• **The problem**
Write out the records below verbatim, starting at their first line and ending with the line that contains "x=440, y=257", both included.

• **Data provided**
* START *

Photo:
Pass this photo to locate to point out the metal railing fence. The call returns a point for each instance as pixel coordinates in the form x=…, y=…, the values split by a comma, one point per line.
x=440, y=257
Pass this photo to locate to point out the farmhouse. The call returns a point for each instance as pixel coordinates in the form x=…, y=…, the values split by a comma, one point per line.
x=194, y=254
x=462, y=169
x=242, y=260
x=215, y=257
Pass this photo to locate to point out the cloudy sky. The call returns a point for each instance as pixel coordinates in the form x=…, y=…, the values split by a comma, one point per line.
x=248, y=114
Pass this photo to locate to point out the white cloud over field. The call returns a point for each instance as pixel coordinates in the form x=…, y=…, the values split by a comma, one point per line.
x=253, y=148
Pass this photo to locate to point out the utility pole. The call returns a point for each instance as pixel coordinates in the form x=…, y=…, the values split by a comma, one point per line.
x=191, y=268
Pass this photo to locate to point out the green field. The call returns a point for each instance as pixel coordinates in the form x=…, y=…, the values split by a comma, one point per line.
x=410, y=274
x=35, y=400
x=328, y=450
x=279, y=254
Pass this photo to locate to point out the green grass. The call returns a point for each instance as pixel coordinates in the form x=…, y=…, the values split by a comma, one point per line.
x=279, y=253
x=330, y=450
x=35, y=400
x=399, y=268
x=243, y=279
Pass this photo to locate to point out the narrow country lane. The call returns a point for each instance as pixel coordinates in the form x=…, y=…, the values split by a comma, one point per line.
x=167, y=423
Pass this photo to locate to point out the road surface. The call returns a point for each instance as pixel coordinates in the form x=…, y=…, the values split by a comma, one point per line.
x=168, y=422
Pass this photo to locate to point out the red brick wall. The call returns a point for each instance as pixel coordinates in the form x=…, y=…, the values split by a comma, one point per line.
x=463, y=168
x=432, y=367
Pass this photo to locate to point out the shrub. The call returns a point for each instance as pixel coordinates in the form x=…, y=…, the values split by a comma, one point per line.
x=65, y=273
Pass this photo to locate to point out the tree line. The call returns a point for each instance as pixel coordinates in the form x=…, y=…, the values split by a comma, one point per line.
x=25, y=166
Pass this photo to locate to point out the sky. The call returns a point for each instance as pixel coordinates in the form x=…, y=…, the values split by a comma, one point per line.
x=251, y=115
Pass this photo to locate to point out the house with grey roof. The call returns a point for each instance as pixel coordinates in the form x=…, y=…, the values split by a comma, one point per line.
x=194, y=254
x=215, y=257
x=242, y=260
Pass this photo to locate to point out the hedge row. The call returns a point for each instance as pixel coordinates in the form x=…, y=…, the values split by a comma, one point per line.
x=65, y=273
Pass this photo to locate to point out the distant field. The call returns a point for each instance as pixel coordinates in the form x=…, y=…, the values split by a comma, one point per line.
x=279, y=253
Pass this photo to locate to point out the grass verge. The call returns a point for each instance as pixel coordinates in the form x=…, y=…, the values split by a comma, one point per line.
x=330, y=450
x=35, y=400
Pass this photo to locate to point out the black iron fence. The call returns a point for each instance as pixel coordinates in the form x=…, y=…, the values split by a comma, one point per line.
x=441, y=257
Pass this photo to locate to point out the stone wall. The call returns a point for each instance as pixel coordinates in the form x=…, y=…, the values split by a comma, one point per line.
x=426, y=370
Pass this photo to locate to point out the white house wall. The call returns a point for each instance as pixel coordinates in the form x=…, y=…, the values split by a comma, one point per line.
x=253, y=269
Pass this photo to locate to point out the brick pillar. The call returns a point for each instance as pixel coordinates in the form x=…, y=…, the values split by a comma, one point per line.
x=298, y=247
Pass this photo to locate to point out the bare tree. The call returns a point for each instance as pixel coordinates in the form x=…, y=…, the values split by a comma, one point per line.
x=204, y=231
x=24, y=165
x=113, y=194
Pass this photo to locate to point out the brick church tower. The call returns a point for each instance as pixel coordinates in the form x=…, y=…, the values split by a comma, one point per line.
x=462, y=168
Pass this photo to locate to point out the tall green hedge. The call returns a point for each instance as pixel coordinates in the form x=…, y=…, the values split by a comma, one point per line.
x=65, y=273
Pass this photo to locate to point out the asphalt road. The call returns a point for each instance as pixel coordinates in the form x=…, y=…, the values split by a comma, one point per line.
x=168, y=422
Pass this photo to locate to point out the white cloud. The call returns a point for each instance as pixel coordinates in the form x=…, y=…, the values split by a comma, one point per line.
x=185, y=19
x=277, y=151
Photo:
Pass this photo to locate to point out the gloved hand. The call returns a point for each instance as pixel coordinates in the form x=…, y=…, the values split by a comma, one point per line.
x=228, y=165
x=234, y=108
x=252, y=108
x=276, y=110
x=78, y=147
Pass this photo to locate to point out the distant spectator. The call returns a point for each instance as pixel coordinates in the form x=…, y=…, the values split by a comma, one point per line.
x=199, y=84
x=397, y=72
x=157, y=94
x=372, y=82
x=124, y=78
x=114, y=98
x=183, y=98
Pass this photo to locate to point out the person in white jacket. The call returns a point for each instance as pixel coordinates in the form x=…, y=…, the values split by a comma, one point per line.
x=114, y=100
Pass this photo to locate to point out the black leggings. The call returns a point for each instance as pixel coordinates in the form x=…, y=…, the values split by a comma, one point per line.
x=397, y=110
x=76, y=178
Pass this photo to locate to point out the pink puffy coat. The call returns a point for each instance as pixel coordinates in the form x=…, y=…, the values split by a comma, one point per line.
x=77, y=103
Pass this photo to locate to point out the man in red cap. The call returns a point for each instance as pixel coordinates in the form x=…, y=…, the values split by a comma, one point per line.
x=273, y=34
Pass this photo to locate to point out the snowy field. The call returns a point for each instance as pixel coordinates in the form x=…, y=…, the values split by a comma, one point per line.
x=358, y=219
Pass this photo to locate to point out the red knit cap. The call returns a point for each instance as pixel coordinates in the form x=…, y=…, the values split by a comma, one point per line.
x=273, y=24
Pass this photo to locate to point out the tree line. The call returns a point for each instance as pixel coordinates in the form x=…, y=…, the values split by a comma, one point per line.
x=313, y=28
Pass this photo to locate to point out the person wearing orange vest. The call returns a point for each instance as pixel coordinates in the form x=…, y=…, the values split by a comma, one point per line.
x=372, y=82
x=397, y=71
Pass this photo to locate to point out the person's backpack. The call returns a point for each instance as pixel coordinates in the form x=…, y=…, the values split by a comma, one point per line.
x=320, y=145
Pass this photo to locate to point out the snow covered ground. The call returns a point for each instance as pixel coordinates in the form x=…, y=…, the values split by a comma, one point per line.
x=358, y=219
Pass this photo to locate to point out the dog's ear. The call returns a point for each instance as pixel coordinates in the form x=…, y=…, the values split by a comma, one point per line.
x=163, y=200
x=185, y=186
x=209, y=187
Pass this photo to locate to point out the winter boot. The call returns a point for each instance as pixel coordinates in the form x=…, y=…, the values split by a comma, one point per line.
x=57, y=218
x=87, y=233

* END *

• **Complete output**
Photo:
Pass this photo to locate to point out the metal railing fence. The call returns a point for each instance as pixel coordinates in the form x=…, y=…, the values split by a comma, one point per line.
x=440, y=257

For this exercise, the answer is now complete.